→ **READING PASSAGE**:

Employment Rights Bill: what we know and what we don’t
Contesting a will on the basis of dementia
We speak to many people who have lost a loved one who had dementia and who believe the disease impacted their decision making when writing their will. Contesting a will on the basis that the person who made it was suffering from dementia is possible but it’s not as straightforward as you might think.
The validity of the will depends on the impact of the individual’s illness on their cognitive abilities at the time the will is prepared. To be able to make a will a person must possess ‘testamentary capacity,’ and this can sometimes be difficult to gauge given the variable nature of a disease like dementia. There are over 200 sub-types of dementia, many of which produce different symptoms and behavioural changes in individuals who are affected by the disease.
What factors are taken into account when assessing ‘testamentary capacity’?
Claims are dealt with on a case-by-case basis by considering evidence in relation to the following:
- Did the person making the will understand what a will is and its effects?

→ **TASKS TO COMPLETE**:
**A)** Please transcribe the passage on contesting a will from "The validity of" to "and its effects?".
**B)** According to the passage on contesting a will, how many sub-types of dementia are there?

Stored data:

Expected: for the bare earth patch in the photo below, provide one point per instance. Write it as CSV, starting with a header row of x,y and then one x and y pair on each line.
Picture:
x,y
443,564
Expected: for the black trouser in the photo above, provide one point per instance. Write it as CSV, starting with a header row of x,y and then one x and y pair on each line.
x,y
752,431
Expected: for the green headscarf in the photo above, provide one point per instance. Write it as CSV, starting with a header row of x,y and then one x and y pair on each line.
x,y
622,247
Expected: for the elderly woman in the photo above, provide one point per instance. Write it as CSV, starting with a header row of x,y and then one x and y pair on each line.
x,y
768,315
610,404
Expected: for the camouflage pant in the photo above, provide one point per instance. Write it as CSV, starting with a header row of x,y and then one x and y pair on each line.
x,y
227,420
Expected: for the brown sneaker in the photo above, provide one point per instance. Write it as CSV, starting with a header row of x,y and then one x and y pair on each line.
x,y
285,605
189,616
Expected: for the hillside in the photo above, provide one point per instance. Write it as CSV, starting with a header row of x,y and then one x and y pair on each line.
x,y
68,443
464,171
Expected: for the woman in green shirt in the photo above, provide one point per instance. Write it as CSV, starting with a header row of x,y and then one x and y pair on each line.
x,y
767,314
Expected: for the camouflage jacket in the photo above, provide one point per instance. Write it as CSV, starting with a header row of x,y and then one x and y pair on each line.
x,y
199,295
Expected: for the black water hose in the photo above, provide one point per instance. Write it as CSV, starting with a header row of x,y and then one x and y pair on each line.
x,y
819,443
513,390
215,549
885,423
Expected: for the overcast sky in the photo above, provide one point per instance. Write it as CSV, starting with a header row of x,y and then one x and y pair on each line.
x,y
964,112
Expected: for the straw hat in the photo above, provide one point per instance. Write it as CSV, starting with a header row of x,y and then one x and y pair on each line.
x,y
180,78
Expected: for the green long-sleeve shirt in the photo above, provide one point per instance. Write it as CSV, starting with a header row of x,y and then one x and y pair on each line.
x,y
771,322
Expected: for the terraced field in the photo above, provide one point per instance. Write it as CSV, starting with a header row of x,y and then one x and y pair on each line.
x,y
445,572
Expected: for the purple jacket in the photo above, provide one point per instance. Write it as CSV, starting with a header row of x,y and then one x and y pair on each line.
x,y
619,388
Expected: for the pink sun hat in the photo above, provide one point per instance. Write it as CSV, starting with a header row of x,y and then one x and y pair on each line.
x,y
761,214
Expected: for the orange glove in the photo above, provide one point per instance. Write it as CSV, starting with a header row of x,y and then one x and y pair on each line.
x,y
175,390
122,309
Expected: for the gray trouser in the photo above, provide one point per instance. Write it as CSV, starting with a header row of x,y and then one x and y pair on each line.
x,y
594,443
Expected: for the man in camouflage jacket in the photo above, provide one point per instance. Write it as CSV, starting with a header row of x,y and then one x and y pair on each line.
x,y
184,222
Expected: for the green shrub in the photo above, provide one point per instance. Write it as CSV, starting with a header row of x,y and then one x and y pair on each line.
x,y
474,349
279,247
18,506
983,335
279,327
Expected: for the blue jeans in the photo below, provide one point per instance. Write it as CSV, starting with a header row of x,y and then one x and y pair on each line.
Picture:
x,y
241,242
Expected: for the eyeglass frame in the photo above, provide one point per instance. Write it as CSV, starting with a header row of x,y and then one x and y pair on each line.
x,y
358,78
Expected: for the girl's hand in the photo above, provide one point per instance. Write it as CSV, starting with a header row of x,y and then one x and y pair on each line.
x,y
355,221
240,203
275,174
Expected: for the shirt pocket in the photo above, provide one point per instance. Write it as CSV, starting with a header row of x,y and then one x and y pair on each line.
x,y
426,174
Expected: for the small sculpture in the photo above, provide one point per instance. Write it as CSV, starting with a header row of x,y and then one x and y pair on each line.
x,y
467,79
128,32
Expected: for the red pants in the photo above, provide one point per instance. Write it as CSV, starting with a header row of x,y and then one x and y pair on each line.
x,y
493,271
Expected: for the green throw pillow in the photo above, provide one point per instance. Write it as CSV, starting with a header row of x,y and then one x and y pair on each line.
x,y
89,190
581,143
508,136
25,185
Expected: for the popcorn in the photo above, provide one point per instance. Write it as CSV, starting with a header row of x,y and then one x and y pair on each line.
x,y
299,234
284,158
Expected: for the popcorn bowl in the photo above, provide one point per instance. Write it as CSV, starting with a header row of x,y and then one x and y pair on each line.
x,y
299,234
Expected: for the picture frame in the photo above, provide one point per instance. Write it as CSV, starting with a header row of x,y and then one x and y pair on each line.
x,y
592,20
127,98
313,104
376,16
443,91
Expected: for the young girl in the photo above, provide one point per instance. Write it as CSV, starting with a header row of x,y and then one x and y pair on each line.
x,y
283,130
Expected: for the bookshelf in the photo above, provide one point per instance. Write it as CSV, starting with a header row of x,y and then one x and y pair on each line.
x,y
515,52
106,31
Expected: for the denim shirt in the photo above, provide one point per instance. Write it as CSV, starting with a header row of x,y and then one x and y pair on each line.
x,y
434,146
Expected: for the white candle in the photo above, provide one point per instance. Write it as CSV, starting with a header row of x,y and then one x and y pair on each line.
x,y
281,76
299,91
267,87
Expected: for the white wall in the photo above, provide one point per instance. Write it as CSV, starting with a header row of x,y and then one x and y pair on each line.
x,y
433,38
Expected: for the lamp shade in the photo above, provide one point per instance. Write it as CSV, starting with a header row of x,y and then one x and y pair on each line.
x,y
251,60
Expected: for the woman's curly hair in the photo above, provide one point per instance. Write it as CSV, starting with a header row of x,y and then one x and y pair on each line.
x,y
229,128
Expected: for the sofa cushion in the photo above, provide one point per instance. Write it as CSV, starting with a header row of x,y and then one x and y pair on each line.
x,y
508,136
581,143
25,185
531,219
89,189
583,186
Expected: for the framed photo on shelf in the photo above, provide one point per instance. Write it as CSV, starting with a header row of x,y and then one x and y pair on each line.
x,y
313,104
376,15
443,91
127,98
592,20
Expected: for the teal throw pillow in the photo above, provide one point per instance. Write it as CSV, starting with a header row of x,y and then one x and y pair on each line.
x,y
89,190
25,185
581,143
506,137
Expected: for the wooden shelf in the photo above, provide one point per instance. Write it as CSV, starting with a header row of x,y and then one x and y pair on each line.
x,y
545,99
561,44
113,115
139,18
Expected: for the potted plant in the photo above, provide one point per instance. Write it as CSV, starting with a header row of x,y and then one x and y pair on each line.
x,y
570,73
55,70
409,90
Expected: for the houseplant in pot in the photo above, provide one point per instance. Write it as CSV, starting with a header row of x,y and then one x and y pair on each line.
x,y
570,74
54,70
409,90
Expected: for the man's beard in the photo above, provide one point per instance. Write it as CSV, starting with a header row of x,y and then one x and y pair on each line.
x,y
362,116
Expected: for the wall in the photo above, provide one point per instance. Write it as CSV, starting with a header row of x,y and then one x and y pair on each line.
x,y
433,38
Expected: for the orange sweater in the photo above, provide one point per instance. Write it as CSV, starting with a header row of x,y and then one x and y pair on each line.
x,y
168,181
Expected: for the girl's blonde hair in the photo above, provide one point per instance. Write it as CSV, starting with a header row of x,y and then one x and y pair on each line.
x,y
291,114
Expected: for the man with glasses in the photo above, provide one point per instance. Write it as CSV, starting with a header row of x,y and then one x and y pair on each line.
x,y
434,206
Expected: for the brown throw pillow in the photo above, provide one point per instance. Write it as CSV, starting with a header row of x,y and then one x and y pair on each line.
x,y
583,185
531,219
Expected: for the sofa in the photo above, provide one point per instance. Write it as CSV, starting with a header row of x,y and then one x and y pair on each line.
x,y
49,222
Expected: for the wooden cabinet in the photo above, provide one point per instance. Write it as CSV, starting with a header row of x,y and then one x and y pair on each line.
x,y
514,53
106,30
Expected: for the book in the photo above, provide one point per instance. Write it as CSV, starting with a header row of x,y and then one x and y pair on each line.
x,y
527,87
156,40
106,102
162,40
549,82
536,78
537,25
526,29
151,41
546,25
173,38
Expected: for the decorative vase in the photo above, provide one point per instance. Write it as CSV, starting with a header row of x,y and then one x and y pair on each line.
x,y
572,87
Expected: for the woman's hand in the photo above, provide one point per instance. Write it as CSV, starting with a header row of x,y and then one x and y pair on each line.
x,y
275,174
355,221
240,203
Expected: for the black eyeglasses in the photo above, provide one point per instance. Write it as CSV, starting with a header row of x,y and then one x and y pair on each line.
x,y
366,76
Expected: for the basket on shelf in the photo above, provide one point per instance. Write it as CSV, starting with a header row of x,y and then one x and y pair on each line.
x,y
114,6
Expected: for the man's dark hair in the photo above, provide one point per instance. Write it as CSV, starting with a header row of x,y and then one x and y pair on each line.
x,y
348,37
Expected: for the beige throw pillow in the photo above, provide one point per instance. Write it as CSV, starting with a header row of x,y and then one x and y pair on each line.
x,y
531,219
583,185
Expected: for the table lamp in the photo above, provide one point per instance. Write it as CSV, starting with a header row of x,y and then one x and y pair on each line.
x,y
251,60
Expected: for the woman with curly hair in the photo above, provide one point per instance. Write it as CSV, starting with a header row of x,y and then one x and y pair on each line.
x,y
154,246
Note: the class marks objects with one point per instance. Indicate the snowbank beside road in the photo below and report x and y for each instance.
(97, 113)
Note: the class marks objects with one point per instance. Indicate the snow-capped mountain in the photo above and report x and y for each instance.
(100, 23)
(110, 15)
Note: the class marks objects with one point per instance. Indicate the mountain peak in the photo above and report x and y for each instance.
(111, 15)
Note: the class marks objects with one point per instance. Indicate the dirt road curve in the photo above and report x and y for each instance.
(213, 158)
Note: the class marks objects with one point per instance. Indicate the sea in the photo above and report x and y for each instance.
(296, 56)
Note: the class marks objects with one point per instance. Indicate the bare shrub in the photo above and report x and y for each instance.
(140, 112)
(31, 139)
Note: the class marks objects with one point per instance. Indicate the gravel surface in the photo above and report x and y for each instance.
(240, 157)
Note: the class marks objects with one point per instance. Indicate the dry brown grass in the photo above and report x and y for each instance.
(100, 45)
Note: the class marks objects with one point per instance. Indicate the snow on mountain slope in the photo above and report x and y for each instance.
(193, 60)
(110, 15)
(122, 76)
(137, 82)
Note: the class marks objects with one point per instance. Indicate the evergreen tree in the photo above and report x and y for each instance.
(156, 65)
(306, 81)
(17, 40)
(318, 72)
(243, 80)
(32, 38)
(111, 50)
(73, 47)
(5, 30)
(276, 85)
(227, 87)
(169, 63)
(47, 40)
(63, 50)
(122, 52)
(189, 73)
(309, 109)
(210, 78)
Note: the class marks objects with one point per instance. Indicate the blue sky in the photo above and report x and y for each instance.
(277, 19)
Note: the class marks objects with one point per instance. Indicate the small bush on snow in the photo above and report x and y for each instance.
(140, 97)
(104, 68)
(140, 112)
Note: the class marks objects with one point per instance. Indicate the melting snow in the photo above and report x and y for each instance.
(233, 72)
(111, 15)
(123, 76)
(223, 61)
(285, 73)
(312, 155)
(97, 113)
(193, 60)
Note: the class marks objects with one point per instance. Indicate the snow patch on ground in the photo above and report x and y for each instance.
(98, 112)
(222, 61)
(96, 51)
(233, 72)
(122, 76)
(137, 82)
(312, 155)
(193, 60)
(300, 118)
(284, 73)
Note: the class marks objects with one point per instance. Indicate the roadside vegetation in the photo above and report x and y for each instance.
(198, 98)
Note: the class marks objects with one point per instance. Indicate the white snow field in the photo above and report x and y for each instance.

→ **LIST OF SOLUTIONS**:
**A)**
The validity of the will depends on the impact of the individual’s illness on their cognitive abilities at the time the will is prepared. To be able to make a will a person must possess ‘testamentary capacity,’ and this can sometimes be difficult to gauge given the variable nature of a disease like dementia. There are over 200 sub-types of dementia, many of which produce different symptoms and behavioural changes in individuals who are affected by the disease.
What factors are taken into account when assessing ‘testamentary capacity’?
Claims are dealt with on a case-by-case basis by considering evidence in relation to the following:
- Did the person making the will understand what a will is and its effects?

**B)** There are over 200 sub-types of dementia.